#!/usr/bin/env python
# coding: utf-8

# ## Principal component analysis (PCA)
# 
# [Principal Component Analysis](https://en.wikipedia.org/wiki/Principal_component_analysis#Singular_value_decomposition) (PCA) is a close "relative" of SVD. 
# 
# What is the main objective of PCA? PCA reveals data structure by offering the best explanation of data variance. When a multidimensional dataset is visualized in a high dimensional data space by using coordinates, PCA offers a lower dimensional subspace view or "shadow" to the user, providing the most informative view by projecting the dataset onto this subspace. This is achieved by dimensionality reduction using the first few principal components.
# 
# PCA is therefore very useful for data visualization or for different machine learning procedures (regression, clustering).
# 
# Let  $\mathbf{X}$ is a $p\times n$ matrix, its rows are the "features", its columns are the "measurements".  "Features" are measured values or their combinations. 
# 
# If each row of $\mathbf{X}$ has zero average then its empirical covariance matrix:
# 
# $$\mathbf{C}_{\mathbf{X}} = \frac{1}{n-1} \mathbf{X}\mathbf{X}^T$$
# 
# Let us make SVD decomposition of the matrix $\mathbf{C}_{\mathbf{X}}$:
# 
# $$\mathbf{C}_{\mathbf{X}} =  \mathbf{P}\mathbf{\Lambda}\mathbf{P}^T.$$
# 
# Matrix $\mathbf{Y}=\mathbf{P}\mathbf{X}$ gives representation of matrix $\mathbf{X}$ in terms of principal components.
# 
# SVD of $\mathbf{X}$ can also provide the PCA. SVD decomposition of $\mathbf{X}$ is:
# 
# $$\mathbf{X}=\mathbf{U}\mathbf{S}\mathbf{V}^T.$$
# 
# Columns of the $p\times p$ matrix $\mathbf{U}$ are the *principal components* of the covariance matrix $\mathbf{C}_{\mathbf{X}}$.
# 
# PCA tries to find a new coordinate system in which the variance with respect to the first component is maximum. It turns out that this is the SVD (eigenvalue) decomposition of the covariance matrix $\mathbf{C}$. As there belongs an eigenvalue to each eigenvector, hence if we select a subset of eigenvectors (typically these belong to the largest of eigenvalues), dimension of the feature vectors' space can be reduced by projecting onto this subspace.
────────────────────
**TO-DO LIST:**
1. According to the PCA text, why is PCA very useful for data visualization? Answer in one to three sentences.
2. List every equation that the PCA text sets apart on its own line.
The lines after the PCA text come from a separate source.

(Entries drawn from a collection)
────────────────────
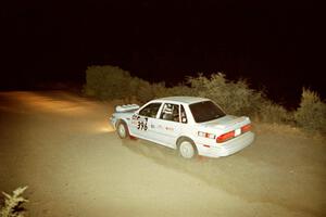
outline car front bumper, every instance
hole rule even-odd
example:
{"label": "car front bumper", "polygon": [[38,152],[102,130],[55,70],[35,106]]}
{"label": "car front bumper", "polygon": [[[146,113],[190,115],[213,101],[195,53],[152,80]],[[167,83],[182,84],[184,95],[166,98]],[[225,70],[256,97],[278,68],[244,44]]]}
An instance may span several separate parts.
{"label": "car front bumper", "polygon": [[198,152],[200,155],[209,157],[228,156],[251,144],[254,140],[254,133],[249,131],[241,135],[238,138],[231,139],[224,144],[216,146],[213,145],[198,145]]}

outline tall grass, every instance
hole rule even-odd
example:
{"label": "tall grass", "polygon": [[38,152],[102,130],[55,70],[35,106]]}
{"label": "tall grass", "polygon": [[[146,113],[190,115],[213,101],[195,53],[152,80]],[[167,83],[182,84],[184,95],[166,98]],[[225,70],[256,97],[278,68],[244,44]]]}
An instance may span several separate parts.
{"label": "tall grass", "polygon": [[22,194],[27,189],[27,187],[20,187],[13,191],[13,194],[2,192],[4,195],[4,205],[0,209],[0,217],[24,217],[25,209],[22,205],[28,200],[24,199]]}
{"label": "tall grass", "polygon": [[313,131],[326,133],[326,103],[319,95],[303,88],[299,108],[294,113],[298,126]]}

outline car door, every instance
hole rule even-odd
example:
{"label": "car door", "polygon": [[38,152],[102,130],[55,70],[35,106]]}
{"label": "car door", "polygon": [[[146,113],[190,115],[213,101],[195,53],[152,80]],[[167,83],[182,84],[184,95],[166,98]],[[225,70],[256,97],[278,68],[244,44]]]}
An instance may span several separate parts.
{"label": "car door", "polygon": [[183,124],[180,117],[180,105],[175,103],[164,103],[161,113],[152,123],[152,136],[161,144],[175,148]]}
{"label": "car door", "polygon": [[159,102],[149,103],[133,115],[130,125],[131,135],[143,139],[151,139],[153,137],[151,125],[158,115],[161,104]]}

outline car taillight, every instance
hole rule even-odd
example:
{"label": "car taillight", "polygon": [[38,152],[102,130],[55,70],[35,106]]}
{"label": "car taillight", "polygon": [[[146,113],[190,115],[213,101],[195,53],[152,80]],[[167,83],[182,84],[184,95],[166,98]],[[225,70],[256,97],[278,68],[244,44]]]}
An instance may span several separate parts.
{"label": "car taillight", "polygon": [[225,141],[234,138],[234,137],[235,137],[235,131],[229,131],[229,132],[226,132],[226,133],[221,135],[220,137],[217,137],[216,142],[217,143],[225,142]]}
{"label": "car taillight", "polygon": [[251,124],[244,125],[243,127],[241,127],[241,132],[248,132],[251,129]]}

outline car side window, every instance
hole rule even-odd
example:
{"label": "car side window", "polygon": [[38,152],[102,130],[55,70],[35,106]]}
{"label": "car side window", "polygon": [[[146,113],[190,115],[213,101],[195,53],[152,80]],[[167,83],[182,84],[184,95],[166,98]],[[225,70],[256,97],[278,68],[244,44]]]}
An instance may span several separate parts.
{"label": "car side window", "polygon": [[171,120],[171,122],[179,122],[179,105],[165,103],[163,105],[162,113],[160,115],[161,119]]}
{"label": "car side window", "polygon": [[181,123],[187,124],[188,119],[187,119],[187,115],[186,115],[186,111],[185,111],[184,105],[181,105],[181,107],[180,107],[180,116],[181,116]]}
{"label": "car side window", "polygon": [[146,117],[156,117],[162,103],[150,103],[139,111],[139,115]]}

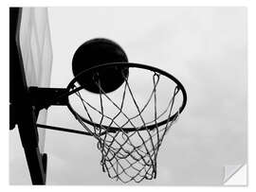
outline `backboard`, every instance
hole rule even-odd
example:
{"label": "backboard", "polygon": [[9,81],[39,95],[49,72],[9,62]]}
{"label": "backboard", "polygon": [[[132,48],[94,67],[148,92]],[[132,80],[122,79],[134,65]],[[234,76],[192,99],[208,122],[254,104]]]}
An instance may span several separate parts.
{"label": "backboard", "polygon": [[52,47],[47,9],[10,8],[9,14],[10,127],[18,125],[32,183],[42,184],[46,169],[46,156],[43,155],[46,131],[35,125],[46,124],[47,111],[35,112],[29,106],[27,88],[50,84]]}

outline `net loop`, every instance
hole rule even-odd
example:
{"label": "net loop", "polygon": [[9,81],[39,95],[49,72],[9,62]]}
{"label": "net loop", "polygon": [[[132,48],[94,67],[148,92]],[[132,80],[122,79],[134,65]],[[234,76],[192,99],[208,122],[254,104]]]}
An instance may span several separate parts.
{"label": "net loop", "polygon": [[[90,123],[84,122],[84,118],[80,114],[75,116],[98,140],[97,148],[101,154],[100,163],[102,171],[107,172],[111,179],[122,183],[131,181],[140,183],[142,180],[156,178],[159,148],[167,131],[177,121],[180,114],[180,108],[178,110],[174,108],[181,89],[180,85],[174,83],[172,90],[169,88],[166,91],[168,100],[165,102],[165,108],[159,110],[162,101],[157,93],[162,92],[159,84],[165,76],[148,70],[151,76],[149,79],[151,91],[144,96],[146,100],[141,102],[138,95],[136,94],[139,90],[134,91],[136,83],[130,82],[130,78],[124,70],[127,69],[121,70],[124,82],[119,89],[121,90],[121,94],[119,95],[119,100],[103,91],[101,78],[95,73],[93,80],[99,88],[99,96],[99,96],[100,104],[93,106],[85,100],[85,96],[81,93],[84,90],[81,89],[75,93],[75,96],[82,103],[82,113],[86,114]],[[72,89],[78,89],[78,86]],[[113,112],[107,112],[106,105],[111,105]],[[131,109],[134,110],[134,113],[129,113]],[[152,113],[151,119],[145,115],[149,111]],[[92,113],[99,116],[97,121]],[[160,124],[163,118],[167,120]]]}

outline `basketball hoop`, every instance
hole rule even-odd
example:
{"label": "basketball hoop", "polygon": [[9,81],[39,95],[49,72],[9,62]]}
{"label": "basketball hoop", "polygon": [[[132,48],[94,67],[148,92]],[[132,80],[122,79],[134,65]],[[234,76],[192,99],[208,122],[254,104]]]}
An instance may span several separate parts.
{"label": "basketball hoop", "polygon": [[[29,88],[36,111],[65,105],[84,131],[37,126],[93,136],[102,170],[111,179],[140,183],[156,178],[159,148],[187,103],[183,85],[161,69],[128,62],[124,51],[111,41],[84,44],[74,56],[75,78],[66,89]],[[88,52],[92,54],[82,60]],[[84,66],[88,61],[94,63],[90,68]]]}
{"label": "basketball hoop", "polygon": [[[101,79],[99,74],[101,70],[115,70],[115,68],[120,66],[119,69],[124,71],[122,73],[124,83],[119,88],[122,89],[122,94],[119,94],[119,98],[115,100],[115,97],[111,97],[101,88]],[[132,68],[143,70],[144,75],[147,74],[152,77],[152,90],[149,96],[144,96],[147,100],[143,106],[139,106],[137,103],[136,94],[133,93],[133,87],[126,76],[127,70]],[[77,81],[83,76],[93,77],[94,85],[99,89],[99,96],[97,96],[100,103],[99,108],[86,100],[85,95],[89,93]],[[170,88],[166,87],[166,93],[162,93],[169,94],[169,100],[166,102],[166,108],[158,112],[157,87],[161,78],[168,79],[174,82],[174,86],[172,88],[173,92],[169,92]],[[69,83],[67,90],[72,93],[68,96],[67,107],[84,130],[98,140],[98,148],[101,153],[101,165],[102,170],[107,171],[110,178],[120,180],[123,183],[130,181],[139,183],[143,179],[151,180],[156,177],[156,157],[159,147],[166,132],[184,110],[187,101],[186,91],[175,78],[152,66],[115,62],[83,71]],[[177,111],[173,112],[175,98],[179,93],[181,93],[183,101]],[[125,99],[128,97],[127,95],[130,95],[133,102],[131,105],[135,105],[133,108],[135,112],[133,113],[131,113],[131,109],[124,109],[125,107],[131,108],[131,105],[124,105]],[[78,109],[78,106],[72,104],[70,100],[72,96],[73,99],[81,101],[80,107],[82,106],[83,108],[82,113],[81,113],[82,111]],[[120,102],[119,103],[117,100]],[[108,102],[109,105],[112,104],[113,108],[116,108],[116,113],[110,112],[107,113],[104,110],[104,102]],[[154,115],[152,119],[146,120],[144,113],[148,107],[154,107],[152,109]],[[99,113],[97,120],[90,113],[91,112],[92,113]],[[134,113],[134,115],[131,116],[128,113]],[[119,117],[125,119],[122,124],[119,121]],[[163,117],[165,118],[163,119]]]}

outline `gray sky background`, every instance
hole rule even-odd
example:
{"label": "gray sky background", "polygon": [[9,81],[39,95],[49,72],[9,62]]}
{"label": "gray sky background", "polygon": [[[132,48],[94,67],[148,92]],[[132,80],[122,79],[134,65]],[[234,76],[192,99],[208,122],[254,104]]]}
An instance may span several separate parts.
{"label": "gray sky background", "polygon": [[[245,8],[50,8],[48,14],[52,87],[73,79],[79,45],[105,37],[119,43],[130,61],[154,64],[186,88],[188,104],[161,146],[157,178],[142,184],[222,184],[225,166],[247,163]],[[81,129],[63,107],[49,110],[47,124]],[[10,183],[29,183],[22,153],[12,155],[14,138],[17,131],[10,136]],[[47,131],[47,183],[121,184],[102,173],[96,144],[91,137]]]}

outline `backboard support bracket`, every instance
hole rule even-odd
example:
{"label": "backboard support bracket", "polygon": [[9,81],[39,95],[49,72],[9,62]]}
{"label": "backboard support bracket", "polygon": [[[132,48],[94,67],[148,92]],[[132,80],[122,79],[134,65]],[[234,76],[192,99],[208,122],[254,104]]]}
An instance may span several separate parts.
{"label": "backboard support bracket", "polygon": [[67,105],[68,103],[68,90],[65,88],[29,87],[28,92],[32,106],[35,107],[37,113],[52,105]]}

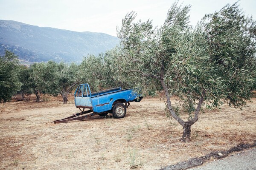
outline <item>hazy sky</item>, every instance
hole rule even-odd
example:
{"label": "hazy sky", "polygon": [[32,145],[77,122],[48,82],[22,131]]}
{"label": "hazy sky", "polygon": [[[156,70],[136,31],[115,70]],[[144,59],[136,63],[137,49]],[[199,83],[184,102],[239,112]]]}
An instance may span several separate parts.
{"label": "hazy sky", "polygon": [[[191,5],[191,24],[195,25],[206,14],[219,10],[236,0],[184,0]],[[175,0],[0,0],[0,20],[12,20],[40,27],[76,31],[103,32],[116,36],[116,26],[132,11],[143,21],[151,19],[163,25]],[[256,20],[256,0],[241,0],[240,8]]]}

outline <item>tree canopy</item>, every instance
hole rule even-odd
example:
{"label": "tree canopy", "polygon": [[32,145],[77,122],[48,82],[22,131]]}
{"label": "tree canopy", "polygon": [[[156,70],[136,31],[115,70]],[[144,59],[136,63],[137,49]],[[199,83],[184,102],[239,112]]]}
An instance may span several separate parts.
{"label": "tree canopy", "polygon": [[[184,141],[189,140],[203,105],[244,105],[255,72],[251,62],[255,60],[255,22],[237,3],[206,15],[195,28],[189,25],[189,9],[175,3],[159,29],[150,20],[135,22],[131,12],[118,30],[120,75],[148,94],[163,90],[170,114],[183,128]],[[172,103],[173,96],[180,102]],[[188,113],[187,120],[179,116],[182,113]]]}
{"label": "tree canopy", "polygon": [[10,100],[20,89],[18,64],[17,57],[10,51],[0,56],[0,103]]}

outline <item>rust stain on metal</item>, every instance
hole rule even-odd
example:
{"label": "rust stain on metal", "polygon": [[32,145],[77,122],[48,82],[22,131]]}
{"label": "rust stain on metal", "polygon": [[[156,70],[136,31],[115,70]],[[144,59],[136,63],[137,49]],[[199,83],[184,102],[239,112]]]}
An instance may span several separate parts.
{"label": "rust stain on metal", "polygon": [[108,103],[106,103],[102,104],[101,105],[96,105],[95,106],[102,106],[105,105],[108,105],[108,104],[109,104],[109,102]]}
{"label": "rust stain on metal", "polygon": [[77,108],[87,108],[88,109],[92,109],[93,107],[91,106],[76,106]]}

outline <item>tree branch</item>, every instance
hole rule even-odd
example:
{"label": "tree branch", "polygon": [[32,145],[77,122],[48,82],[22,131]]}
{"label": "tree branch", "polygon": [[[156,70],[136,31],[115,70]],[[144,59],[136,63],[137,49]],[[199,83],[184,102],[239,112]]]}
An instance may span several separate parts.
{"label": "tree branch", "polygon": [[172,102],[171,102],[171,99],[170,98],[170,96],[169,95],[169,92],[168,91],[168,89],[164,81],[164,68],[163,67],[163,61],[162,62],[162,65],[161,68],[161,74],[160,75],[160,81],[161,82],[161,84],[162,85],[162,86],[163,88],[163,90],[164,91],[166,96],[166,100],[167,102],[167,108],[169,111],[171,113],[172,116],[177,121],[177,122],[179,122],[180,124],[182,127],[184,127],[184,125],[185,125],[185,122],[183,120],[182,120],[180,117],[176,115],[175,112],[172,109]]}
{"label": "tree branch", "polygon": [[205,90],[203,89],[201,94],[201,97],[200,97],[200,99],[198,102],[198,106],[196,108],[196,109],[195,109],[195,115],[194,116],[194,118],[190,121],[190,124],[191,125],[194,124],[198,119],[199,111],[200,111],[200,109],[201,109],[202,105],[203,104],[204,100],[204,97],[205,97]]}
{"label": "tree branch", "polygon": [[149,74],[146,74],[145,73],[143,73],[143,71],[140,70],[130,70],[128,72],[138,72],[141,73],[143,76],[145,77],[151,77],[152,78],[154,78],[155,79],[159,79],[160,77],[158,76],[155,76],[154,75]]}

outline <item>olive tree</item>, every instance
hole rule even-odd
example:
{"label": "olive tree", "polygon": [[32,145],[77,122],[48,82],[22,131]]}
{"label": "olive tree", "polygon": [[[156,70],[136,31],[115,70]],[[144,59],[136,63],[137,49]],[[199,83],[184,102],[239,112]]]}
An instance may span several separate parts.
{"label": "olive tree", "polygon": [[0,103],[10,100],[20,89],[18,63],[17,57],[8,51],[0,56]]}
{"label": "olive tree", "polygon": [[18,74],[18,78],[22,85],[20,87],[20,93],[22,100],[25,100],[26,95],[33,94],[32,83],[29,77],[30,68],[25,65],[20,66]]}
{"label": "olive tree", "polygon": [[[244,100],[251,95],[251,72],[255,71],[249,64],[255,57],[255,38],[250,35],[255,27],[253,27],[253,21],[238,11],[237,5],[206,16],[195,28],[189,25],[189,6],[175,3],[159,29],[149,20],[134,22],[134,12],[128,14],[117,30],[121,42],[116,60],[123,81],[141,88],[144,94],[163,90],[169,112],[183,127],[184,142],[189,140],[191,127],[198,119],[203,105],[212,108],[223,102],[235,107],[245,105]],[[218,25],[212,24],[217,18]],[[233,27],[227,21],[234,23]],[[220,26],[220,35],[210,34]],[[234,34],[228,34],[230,28]],[[227,41],[221,43],[224,39]],[[245,49],[248,43],[249,54]],[[212,45],[219,47],[213,49]],[[172,103],[173,96],[180,102]],[[185,113],[186,119],[180,116]]]}
{"label": "olive tree", "polygon": [[67,103],[68,94],[79,82],[78,66],[74,63],[70,65],[60,63],[58,66],[58,89],[63,99],[63,103]]}
{"label": "olive tree", "polygon": [[58,94],[57,68],[58,64],[52,61],[35,63],[30,66],[29,77],[36,102],[39,102],[41,94]]}
{"label": "olive tree", "polygon": [[90,84],[92,91],[122,86],[116,75],[117,49],[113,48],[98,56],[89,55],[79,65],[80,81]]}

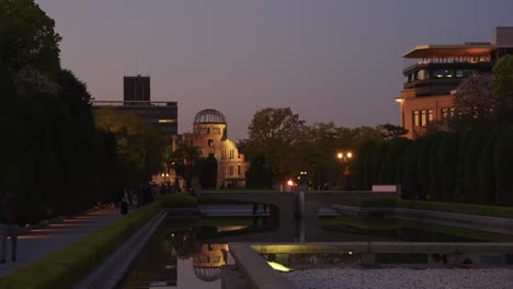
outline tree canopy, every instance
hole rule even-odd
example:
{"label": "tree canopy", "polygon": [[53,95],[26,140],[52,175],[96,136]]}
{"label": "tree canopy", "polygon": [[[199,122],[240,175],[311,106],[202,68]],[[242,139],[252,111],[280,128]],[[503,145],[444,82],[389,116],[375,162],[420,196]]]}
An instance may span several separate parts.
{"label": "tree canopy", "polygon": [[0,62],[53,77],[60,69],[55,21],[34,0],[0,0]]}
{"label": "tree canopy", "polygon": [[299,172],[307,172],[305,183],[324,186],[343,175],[343,165],[335,158],[338,151],[354,151],[366,141],[381,139],[379,131],[372,127],[306,125],[289,107],[264,108],[254,114],[249,138],[241,142],[251,162],[248,185],[269,187],[273,182],[300,177]]}
{"label": "tree canopy", "polygon": [[166,140],[155,127],[113,107],[96,111],[94,123],[99,129],[115,136],[117,161],[127,183],[148,181],[161,171]]}
{"label": "tree canopy", "polygon": [[498,113],[502,120],[513,122],[513,56],[503,56],[493,66],[491,91],[499,102]]}

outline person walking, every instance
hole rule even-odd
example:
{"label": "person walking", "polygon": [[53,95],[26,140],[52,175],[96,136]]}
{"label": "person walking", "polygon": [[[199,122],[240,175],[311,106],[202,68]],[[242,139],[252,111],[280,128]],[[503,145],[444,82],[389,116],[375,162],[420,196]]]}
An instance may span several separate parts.
{"label": "person walking", "polygon": [[20,218],[20,206],[11,192],[5,193],[1,205],[0,238],[2,240],[2,248],[0,254],[0,264],[5,263],[7,255],[7,238],[11,236],[11,259],[16,262],[16,245],[18,245],[18,223]]}

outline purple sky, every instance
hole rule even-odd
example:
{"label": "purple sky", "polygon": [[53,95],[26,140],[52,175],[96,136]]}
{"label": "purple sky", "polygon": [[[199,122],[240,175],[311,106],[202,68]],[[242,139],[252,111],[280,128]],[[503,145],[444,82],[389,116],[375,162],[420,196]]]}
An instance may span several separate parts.
{"label": "purple sky", "polygon": [[490,41],[512,0],[36,0],[55,19],[62,67],[95,100],[123,100],[123,76],[151,77],[179,102],[179,130],[216,108],[229,138],[253,114],[290,106],[307,123],[399,123],[402,54]]}

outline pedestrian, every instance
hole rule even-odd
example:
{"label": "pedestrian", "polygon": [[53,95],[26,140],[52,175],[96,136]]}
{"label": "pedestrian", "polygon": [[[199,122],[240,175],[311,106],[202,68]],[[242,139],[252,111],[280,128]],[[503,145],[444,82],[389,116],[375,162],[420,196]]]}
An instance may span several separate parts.
{"label": "pedestrian", "polygon": [[5,193],[1,205],[0,238],[2,239],[2,252],[0,264],[5,263],[7,238],[11,236],[11,259],[16,262],[18,223],[20,218],[20,206],[11,192]]}

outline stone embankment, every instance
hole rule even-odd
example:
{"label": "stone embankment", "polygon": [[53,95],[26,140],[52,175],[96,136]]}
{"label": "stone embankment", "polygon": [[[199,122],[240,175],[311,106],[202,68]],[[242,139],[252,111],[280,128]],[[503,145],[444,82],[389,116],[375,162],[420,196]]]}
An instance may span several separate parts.
{"label": "stone embankment", "polygon": [[284,274],[299,289],[511,289],[512,268],[327,268]]}

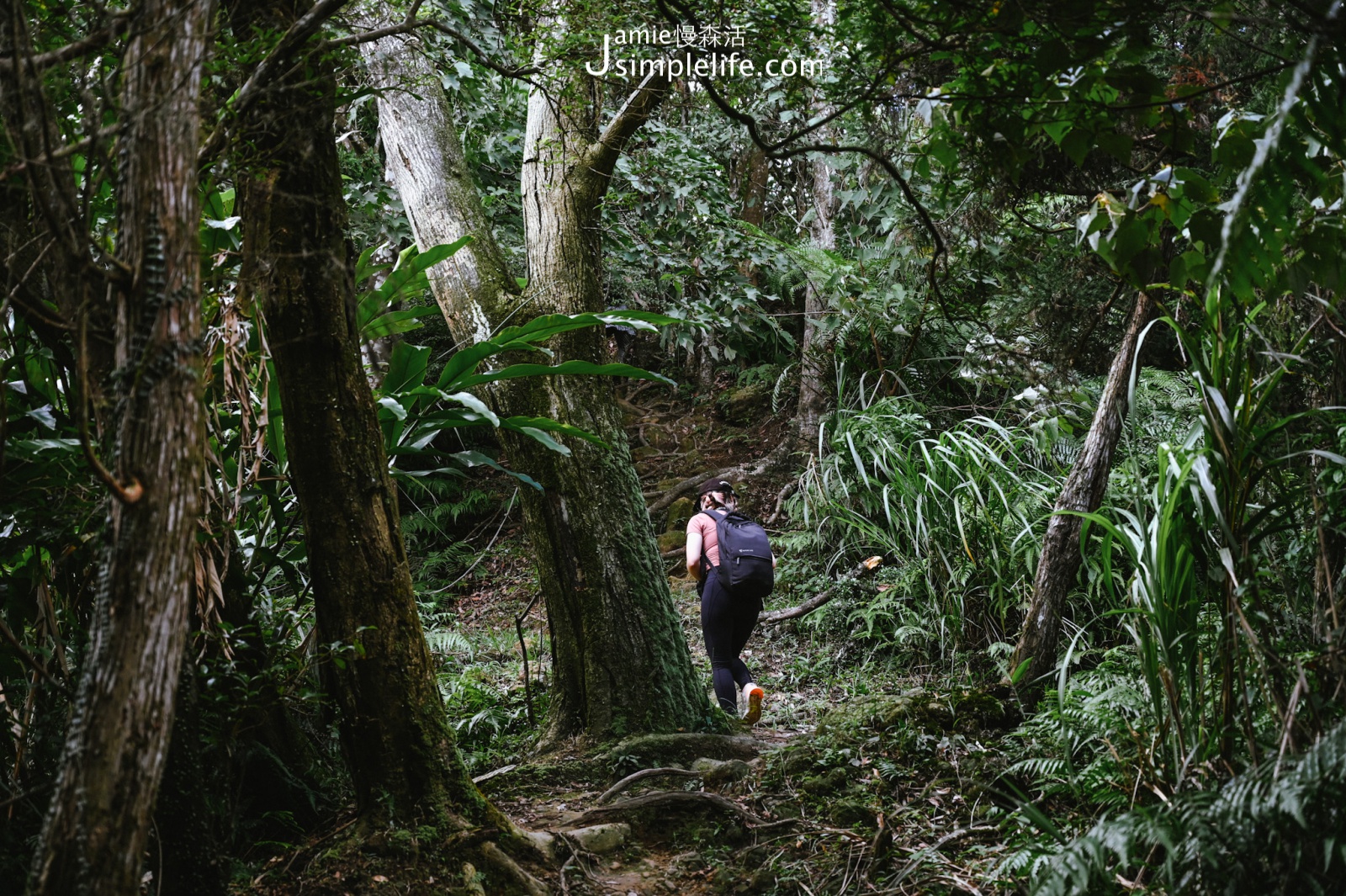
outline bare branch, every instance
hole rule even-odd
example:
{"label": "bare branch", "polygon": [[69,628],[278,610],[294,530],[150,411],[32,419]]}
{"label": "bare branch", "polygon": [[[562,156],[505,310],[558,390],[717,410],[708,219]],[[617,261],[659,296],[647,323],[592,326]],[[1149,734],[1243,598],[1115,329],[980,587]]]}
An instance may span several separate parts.
{"label": "bare branch", "polygon": [[43,71],[51,66],[58,66],[62,62],[70,62],[71,59],[78,59],[86,52],[93,52],[94,50],[101,50],[108,46],[125,31],[127,22],[129,16],[125,11],[114,12],[110,16],[110,22],[102,28],[75,40],[67,43],[63,47],[57,47],[55,50],[47,50],[46,52],[39,52],[31,55],[26,59],[19,59],[17,54],[13,57],[0,57],[0,71],[13,71],[16,63],[22,63],[31,73]]}
{"label": "bare branch", "polygon": [[501,63],[495,62],[495,59],[493,59],[489,52],[482,50],[482,47],[478,46],[476,42],[468,38],[466,34],[463,34],[462,31],[450,24],[446,24],[443,22],[436,22],[435,19],[408,19],[394,26],[374,28],[373,31],[363,31],[361,34],[347,35],[345,38],[332,38],[331,40],[323,40],[322,43],[319,43],[318,48],[327,50],[331,47],[353,47],[361,43],[370,43],[381,38],[392,38],[398,34],[411,34],[417,28],[433,28],[440,34],[446,34],[454,38],[464,47],[471,50],[472,55],[475,55],[476,59],[483,66],[505,75],[506,78],[518,78],[526,81],[529,75],[534,75],[538,71],[541,71],[541,69],[537,66],[514,66],[514,67],[502,66]]}
{"label": "bare branch", "polygon": [[837,580],[836,585],[832,585],[830,588],[828,588],[826,591],[824,591],[821,595],[816,595],[813,597],[809,597],[808,600],[805,600],[798,607],[789,607],[786,609],[773,609],[769,613],[762,613],[762,615],[758,616],[758,622],[759,623],[785,622],[786,619],[798,619],[800,616],[808,616],[814,609],[817,609],[822,604],[825,604],[829,600],[832,600],[833,597],[836,597],[837,592],[840,591],[841,583],[851,581],[852,578],[859,578],[860,576],[864,576],[867,573],[874,572],[875,569],[878,569],[882,565],[883,565],[883,557],[870,557],[868,560],[865,560],[865,561],[860,562],[859,565],[856,565],[855,569],[852,569],[847,574],[841,576],[841,578]]}
{"label": "bare branch", "polygon": [[[295,24],[289,26],[280,38],[280,43],[276,48],[268,54],[265,59],[257,63],[253,69],[252,75],[244,82],[244,86],[233,96],[233,100],[227,104],[229,112],[237,117],[252,106],[261,96],[261,91],[269,86],[277,77],[284,74],[284,63],[289,59],[293,52],[304,44],[324,22],[331,19],[338,9],[346,5],[346,0],[318,0],[314,8],[300,16]],[[229,125],[221,125],[201,144],[201,152],[197,153],[197,164],[203,165],[214,159],[215,153],[225,148],[225,143],[229,140]]]}
{"label": "bare branch", "polygon": [[616,112],[607,126],[603,128],[598,143],[590,149],[588,164],[604,178],[611,174],[616,157],[622,155],[626,141],[641,129],[656,106],[664,100],[669,85],[668,75],[661,70],[658,74],[650,73],[639,86],[631,91],[622,108]]}

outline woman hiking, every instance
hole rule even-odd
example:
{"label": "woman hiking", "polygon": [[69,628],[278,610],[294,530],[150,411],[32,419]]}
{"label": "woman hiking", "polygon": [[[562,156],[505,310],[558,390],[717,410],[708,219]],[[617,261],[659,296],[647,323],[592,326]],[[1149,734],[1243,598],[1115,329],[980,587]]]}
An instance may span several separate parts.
────────────────────
**FULL ANSWERS:**
1. PCA reveals data structure by giving the best explanation of data variance. For a dataset in a high-dimensional space, it offers a lower-dimensional subspace view, or "shadow," and projecting the data onto this subspace through the first few principal components gives the most informative view.

2.
- C_X = (1/(n−1)) X X^T
- C_X = P Λ P^T
- X = U S V^T